> [TASK OBJECTIVE]
In the mailing-list post about the Kafka-Spark consumer release, what is the PID controller's rate feedback mechanism built on?

> [SOURCE DOCUMENT]
BEGIN

You are viewing a plain text version of this content. The canonical link for it is here.

Posted to user@spark.apache.org by Dibyendu Bhattacharya <di...@gmail.com> on 2015/08/26 18:32:00 UTC

Just Released V1.0.4 Low Level Receiver Based Kafka-Spark-Consumer in Spark Packages having built-in Back Pressure Controller

Dear All,

Just now released the 1.0.4 version of Low Level Receiver based
Kafka-Spark-Consumer in spark-packages.org .  You can find the latest
release here :
http://spark-packages.org/package/dibbhatt/kafka-spark-consumer

Here is github location : https://github.com/dibbhatt/kafka-spark-consumer

This consumer is now have built in PID ( Proportional , Integral,
Derivative ) Rate controller to control the Spark Back-Pressure .

This consumer implemented the Rate Limiting logic not by controlling the
number of messages per block ( as it is done in Spark's Out of Box
Consumers), but by size of the blocks per batch. i.e. for any given batch,
this consumer controls the Rate limit by controlling the size of the
batches. As Spark memory is driven by block size rather the number of
messages , I think rate limit by block size is more appropriate. e.g. Let
assume Kafka contains messages of very small sizes ( say few hundred bytes
) to larger messages ( to few hundred KB ) for same topic. Now if we
control the rate limit by number of messages, Block sizes may vary
drastically based on what type of messages get pulled per block . Whereas ,
if I control my rate limiting by size of block, my block size remain
constant across batches (even though number of messages differ across
blocks ) and can help to tune my memory settings more correctly as I know
how much exact memory my Block is going to consume.


This Consumer has its own PID (Proportional, Integral, Derivative )
Controller built into the consumer and control the Spark Back Pressure by
modifying the size of Block it can consume at run time. The PID Controller
rate feedback mechanism is built using Zookeeper. Again the logic to
control Back Pressure is not by controlling number of messages ( as it is
done in Spark 1.5 , SPARK-7398) but altering size of the Block consumed per
batch from Kafka. As the Back Pressure is built into the Consumer, this
consumer can be used with any version of Spark if anyone want to have a
back pressure controlling mechanism in their existing Spark / Kafka
environment.

Regards,
Dibyendu

END

> [STORED DATA]
BEGIN

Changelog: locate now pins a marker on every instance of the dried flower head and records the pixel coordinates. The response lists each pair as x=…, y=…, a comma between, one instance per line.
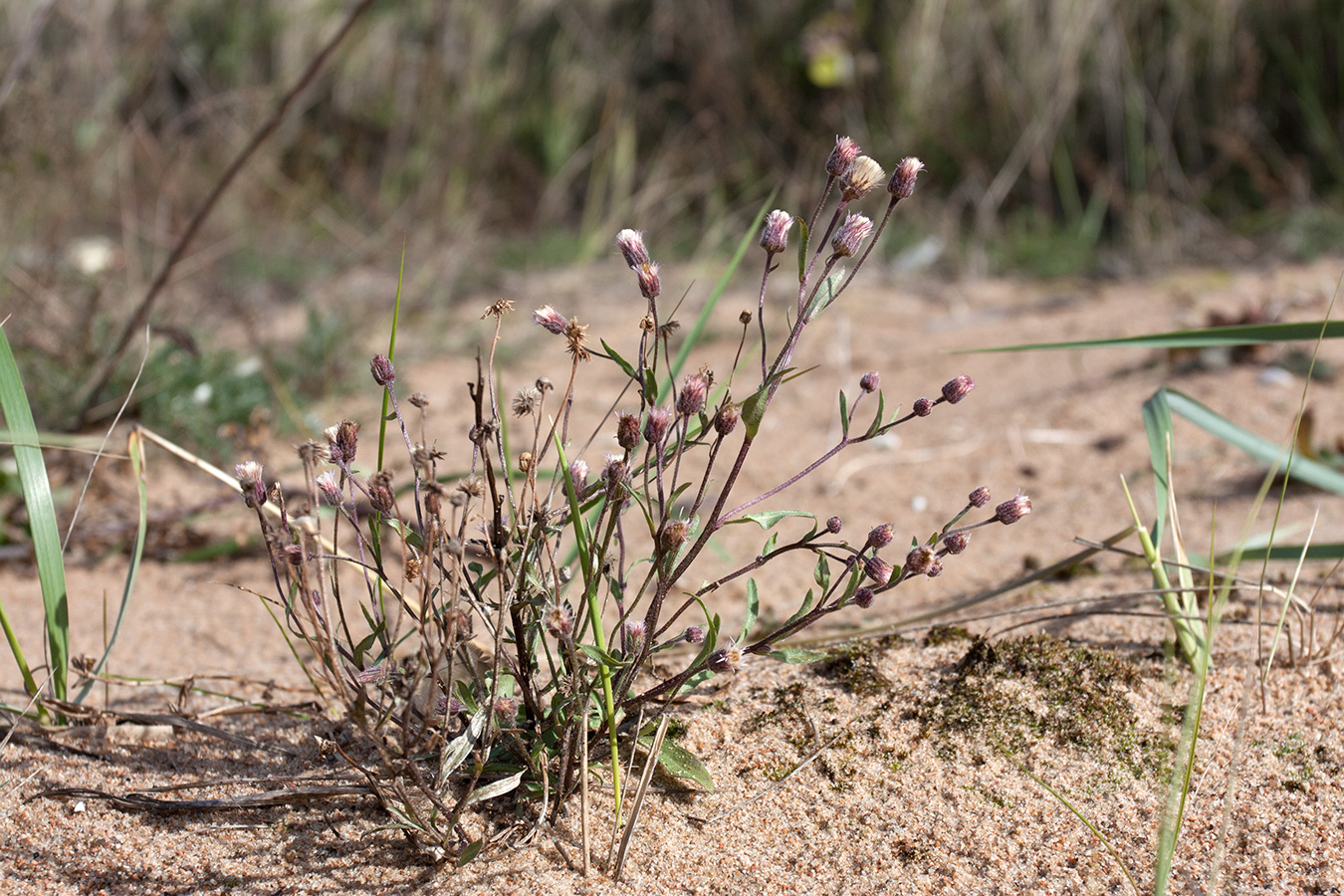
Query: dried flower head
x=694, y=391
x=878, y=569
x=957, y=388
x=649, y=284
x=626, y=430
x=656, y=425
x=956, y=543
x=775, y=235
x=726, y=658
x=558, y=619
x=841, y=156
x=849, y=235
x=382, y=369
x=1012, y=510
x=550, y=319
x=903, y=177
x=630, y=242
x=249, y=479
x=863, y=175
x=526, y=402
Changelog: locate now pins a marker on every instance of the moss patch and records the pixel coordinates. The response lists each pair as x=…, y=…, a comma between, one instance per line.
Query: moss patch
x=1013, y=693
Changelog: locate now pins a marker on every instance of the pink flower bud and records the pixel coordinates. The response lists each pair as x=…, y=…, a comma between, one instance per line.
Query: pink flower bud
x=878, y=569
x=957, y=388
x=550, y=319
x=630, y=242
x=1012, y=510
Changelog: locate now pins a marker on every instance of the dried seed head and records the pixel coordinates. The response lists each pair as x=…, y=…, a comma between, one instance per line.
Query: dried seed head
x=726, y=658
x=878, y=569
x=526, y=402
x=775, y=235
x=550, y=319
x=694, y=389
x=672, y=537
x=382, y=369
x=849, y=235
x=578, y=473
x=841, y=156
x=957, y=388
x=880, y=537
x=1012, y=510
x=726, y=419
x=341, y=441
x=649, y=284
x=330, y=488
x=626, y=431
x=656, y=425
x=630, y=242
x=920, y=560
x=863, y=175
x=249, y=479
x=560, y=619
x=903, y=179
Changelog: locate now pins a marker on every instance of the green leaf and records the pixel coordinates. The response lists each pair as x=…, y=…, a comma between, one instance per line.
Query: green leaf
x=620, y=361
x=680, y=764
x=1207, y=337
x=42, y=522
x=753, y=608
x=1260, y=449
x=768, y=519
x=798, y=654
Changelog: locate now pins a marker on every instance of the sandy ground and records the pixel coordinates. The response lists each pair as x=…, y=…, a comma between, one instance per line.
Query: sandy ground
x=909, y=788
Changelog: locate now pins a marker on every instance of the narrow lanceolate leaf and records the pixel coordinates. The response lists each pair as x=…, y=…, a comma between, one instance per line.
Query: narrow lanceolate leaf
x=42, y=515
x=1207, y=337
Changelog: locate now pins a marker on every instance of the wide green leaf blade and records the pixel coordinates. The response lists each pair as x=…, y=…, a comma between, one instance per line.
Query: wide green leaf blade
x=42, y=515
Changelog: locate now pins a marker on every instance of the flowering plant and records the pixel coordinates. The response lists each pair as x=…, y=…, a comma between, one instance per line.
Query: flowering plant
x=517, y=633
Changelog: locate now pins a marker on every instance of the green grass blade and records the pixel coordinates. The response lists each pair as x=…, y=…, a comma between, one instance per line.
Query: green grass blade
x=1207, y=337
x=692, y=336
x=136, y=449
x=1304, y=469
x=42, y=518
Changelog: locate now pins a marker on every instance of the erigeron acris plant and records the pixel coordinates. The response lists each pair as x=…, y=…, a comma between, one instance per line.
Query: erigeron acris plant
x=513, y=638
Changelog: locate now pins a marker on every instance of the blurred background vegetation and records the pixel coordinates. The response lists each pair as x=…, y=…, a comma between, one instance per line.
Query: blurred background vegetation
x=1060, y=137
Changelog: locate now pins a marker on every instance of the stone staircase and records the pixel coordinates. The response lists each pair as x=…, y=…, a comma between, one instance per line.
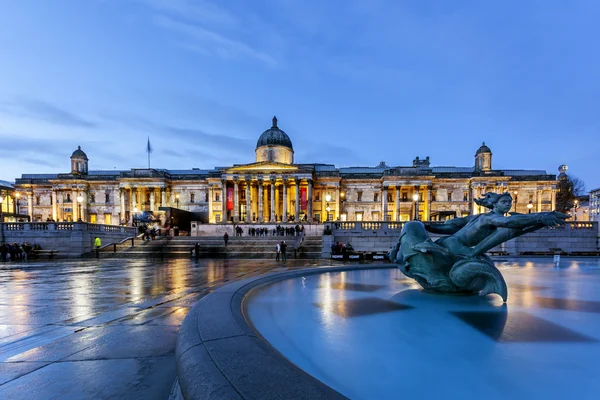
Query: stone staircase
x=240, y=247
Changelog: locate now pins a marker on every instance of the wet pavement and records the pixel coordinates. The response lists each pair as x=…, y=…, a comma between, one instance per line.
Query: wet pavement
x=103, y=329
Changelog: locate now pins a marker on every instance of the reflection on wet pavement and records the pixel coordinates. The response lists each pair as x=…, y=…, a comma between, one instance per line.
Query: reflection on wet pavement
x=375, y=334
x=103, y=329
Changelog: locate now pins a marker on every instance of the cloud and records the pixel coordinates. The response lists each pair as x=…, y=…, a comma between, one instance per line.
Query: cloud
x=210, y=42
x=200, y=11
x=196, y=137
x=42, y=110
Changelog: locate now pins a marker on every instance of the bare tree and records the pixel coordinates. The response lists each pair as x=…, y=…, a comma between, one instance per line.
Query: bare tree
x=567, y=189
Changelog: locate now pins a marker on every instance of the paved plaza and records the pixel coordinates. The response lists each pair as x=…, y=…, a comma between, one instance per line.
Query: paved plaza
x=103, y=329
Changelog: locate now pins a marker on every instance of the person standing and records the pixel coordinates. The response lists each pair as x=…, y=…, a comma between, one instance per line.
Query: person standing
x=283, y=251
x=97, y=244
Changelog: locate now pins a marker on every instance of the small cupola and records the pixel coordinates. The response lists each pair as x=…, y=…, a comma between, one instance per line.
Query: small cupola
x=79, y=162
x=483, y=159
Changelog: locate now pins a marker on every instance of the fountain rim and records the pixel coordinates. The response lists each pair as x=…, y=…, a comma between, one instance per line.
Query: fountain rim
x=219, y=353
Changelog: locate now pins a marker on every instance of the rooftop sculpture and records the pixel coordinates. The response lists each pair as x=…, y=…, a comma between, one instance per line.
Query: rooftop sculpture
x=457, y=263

END

> [IN RESPONSE]
Zookeeper